[Data listing]
====================

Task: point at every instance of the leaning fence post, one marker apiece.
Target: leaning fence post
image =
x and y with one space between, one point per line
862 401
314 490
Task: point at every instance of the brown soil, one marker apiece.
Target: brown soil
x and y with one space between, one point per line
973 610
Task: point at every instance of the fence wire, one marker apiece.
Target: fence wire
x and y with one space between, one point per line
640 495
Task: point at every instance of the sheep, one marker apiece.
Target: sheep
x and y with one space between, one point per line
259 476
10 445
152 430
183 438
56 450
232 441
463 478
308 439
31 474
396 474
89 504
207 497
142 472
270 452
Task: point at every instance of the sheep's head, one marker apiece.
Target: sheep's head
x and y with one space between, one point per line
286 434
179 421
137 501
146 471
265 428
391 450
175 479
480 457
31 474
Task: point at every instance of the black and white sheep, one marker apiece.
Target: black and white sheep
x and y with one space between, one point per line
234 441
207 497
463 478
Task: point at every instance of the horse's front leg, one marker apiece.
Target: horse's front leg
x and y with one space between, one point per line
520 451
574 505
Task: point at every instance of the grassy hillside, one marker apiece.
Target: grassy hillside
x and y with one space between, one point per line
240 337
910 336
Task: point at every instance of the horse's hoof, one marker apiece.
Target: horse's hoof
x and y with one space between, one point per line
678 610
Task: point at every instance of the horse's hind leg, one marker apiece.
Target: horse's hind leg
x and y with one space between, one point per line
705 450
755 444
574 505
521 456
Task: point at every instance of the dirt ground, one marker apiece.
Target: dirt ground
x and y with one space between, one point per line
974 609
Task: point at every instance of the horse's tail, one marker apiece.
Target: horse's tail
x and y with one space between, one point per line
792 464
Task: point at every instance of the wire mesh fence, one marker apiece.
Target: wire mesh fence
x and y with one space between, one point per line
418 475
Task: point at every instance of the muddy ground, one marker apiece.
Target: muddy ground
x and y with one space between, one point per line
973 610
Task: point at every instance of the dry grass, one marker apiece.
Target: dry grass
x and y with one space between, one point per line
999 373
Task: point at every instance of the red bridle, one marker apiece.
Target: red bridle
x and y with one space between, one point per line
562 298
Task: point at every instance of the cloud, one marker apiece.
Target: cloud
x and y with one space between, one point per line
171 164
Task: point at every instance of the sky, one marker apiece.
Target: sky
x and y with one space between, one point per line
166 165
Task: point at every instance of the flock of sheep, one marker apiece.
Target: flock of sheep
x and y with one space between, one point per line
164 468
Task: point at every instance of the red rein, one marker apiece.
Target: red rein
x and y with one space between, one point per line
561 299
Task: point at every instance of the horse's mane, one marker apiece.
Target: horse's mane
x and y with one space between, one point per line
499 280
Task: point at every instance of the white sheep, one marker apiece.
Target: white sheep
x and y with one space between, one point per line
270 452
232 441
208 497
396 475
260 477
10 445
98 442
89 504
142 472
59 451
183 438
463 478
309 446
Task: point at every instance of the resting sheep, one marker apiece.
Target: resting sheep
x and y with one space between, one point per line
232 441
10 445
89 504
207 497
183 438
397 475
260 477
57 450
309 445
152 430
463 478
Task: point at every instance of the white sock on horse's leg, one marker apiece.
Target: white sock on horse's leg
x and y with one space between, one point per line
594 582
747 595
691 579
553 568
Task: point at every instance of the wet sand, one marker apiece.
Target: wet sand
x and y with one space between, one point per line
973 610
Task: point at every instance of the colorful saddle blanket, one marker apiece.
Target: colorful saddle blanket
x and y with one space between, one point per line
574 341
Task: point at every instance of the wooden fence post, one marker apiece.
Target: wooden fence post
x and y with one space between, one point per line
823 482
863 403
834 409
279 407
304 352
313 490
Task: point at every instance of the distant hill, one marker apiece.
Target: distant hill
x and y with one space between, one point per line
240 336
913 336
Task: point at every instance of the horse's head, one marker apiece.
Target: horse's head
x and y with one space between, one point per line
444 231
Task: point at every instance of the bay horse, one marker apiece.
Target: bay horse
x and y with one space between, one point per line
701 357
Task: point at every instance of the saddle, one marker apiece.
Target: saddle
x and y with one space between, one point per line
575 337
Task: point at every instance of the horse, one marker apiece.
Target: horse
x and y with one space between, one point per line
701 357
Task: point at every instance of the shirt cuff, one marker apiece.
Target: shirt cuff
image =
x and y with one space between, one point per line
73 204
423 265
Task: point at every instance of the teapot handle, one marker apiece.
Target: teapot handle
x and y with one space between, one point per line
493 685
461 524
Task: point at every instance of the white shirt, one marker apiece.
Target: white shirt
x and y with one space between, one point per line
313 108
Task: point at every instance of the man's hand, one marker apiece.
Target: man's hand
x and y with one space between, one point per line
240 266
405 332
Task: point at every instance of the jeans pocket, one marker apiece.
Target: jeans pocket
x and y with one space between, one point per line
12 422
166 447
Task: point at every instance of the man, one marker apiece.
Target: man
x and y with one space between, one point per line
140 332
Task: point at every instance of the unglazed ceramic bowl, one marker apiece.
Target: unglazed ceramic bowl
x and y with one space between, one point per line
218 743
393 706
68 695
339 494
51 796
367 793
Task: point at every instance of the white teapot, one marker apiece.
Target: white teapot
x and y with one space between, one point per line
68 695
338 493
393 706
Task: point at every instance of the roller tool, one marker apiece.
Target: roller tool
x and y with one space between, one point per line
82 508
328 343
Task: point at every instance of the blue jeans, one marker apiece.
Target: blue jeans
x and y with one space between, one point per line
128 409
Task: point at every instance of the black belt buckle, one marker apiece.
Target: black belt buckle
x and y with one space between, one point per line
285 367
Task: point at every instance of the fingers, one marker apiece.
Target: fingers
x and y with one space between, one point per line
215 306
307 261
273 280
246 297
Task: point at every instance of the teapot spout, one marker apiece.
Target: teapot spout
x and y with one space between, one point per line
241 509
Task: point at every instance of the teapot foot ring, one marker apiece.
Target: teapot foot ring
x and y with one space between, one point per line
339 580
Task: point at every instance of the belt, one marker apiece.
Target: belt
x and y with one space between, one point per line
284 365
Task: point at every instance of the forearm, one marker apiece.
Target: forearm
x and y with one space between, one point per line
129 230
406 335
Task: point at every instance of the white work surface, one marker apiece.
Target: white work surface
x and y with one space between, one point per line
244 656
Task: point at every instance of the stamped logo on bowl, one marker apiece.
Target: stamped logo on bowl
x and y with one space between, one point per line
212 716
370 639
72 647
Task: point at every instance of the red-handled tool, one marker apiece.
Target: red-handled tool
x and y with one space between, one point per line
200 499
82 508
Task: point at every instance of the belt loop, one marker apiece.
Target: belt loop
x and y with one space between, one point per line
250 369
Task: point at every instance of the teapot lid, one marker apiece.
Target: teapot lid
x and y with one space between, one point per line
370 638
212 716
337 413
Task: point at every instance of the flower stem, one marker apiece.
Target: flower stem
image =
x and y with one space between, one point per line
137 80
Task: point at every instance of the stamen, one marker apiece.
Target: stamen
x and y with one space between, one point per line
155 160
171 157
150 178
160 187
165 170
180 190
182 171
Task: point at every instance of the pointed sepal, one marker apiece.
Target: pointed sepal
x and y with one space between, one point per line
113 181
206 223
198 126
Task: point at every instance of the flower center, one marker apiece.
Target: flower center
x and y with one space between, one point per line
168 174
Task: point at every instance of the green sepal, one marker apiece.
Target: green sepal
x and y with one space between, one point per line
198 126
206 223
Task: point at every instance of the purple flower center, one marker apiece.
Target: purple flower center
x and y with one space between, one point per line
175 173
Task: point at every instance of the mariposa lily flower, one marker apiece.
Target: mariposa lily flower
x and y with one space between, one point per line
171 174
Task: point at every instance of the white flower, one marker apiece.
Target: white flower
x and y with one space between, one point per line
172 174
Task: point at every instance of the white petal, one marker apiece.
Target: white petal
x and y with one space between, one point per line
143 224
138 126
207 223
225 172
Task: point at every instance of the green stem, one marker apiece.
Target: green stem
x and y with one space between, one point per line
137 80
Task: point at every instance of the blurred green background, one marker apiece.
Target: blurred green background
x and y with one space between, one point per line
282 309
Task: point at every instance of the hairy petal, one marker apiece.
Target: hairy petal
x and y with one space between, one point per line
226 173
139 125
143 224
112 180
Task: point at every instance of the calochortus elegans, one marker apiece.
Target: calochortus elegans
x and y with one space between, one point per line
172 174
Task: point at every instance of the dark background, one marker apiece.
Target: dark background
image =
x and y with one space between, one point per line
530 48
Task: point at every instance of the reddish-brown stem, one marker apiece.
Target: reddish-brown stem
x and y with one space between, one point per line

====================

### Required task
Reproduce exactly, with nothing added, the lines from the one that contains "Task: point at every instance of the pointed" to the end of the data.

### Answer to this exercise
Task: point at every instance of the pointed sepal, one marker apiece.
Target: pointed sepal
x and y with one space between, one point per line
113 181
206 223
198 126
Task: point at every instance of the flower center, one marker apiece.
Target: flower center
x and y with one space between, one point per line
168 174
Task: point at every instance of the green sepal, one marker apiece.
Target: green sepal
x and y with one space between, one point per line
198 126
206 223
Task: point at every instance of the purple flower center, one marker apiece.
Target: purple flower center
x and y with one space between, one point per line
175 173
Task: point at every instance of the mariposa lily flower, one marker apiece.
Target: mariposa lily flower
x and y with one space between, one point per line
171 174
Task: point at every instance of the white flower, one marker apiece.
Target: white flower
x and y with one space between, one point per line
172 174
Task: point at every instance of the white petal, one marker apiece.
Target: white petal
x and y with one space between, one point per line
143 224
138 126
207 223
225 172
Task: point at every instance of the green stem, one marker apiece.
Target: green stem
x and y with one space between, one point per line
137 80
Task: point at every instance of the blurred green background, one marker apiece.
Target: blurred green background
x and y with one space between, one point per line
282 309
Task: point at every instance of the hairy petal, one marker apiece.
Target: hairy petal
x and y with one space between, one point per line
226 173
139 125
143 224
112 180
Task: point at every instance of the calochortus elegans, one marker apiece.
Target: calochortus elegans
x and y with one space between, one point per line
172 174
Task: point at every instance of the dark background, one marker apiece.
Target: dark background
image =
x and y with one space between, one point per line
530 48
Task: point at every instance of the reddish-brown stem, one marker apiece.
Target: reddish-brown stem
x and y with one space between, one point per line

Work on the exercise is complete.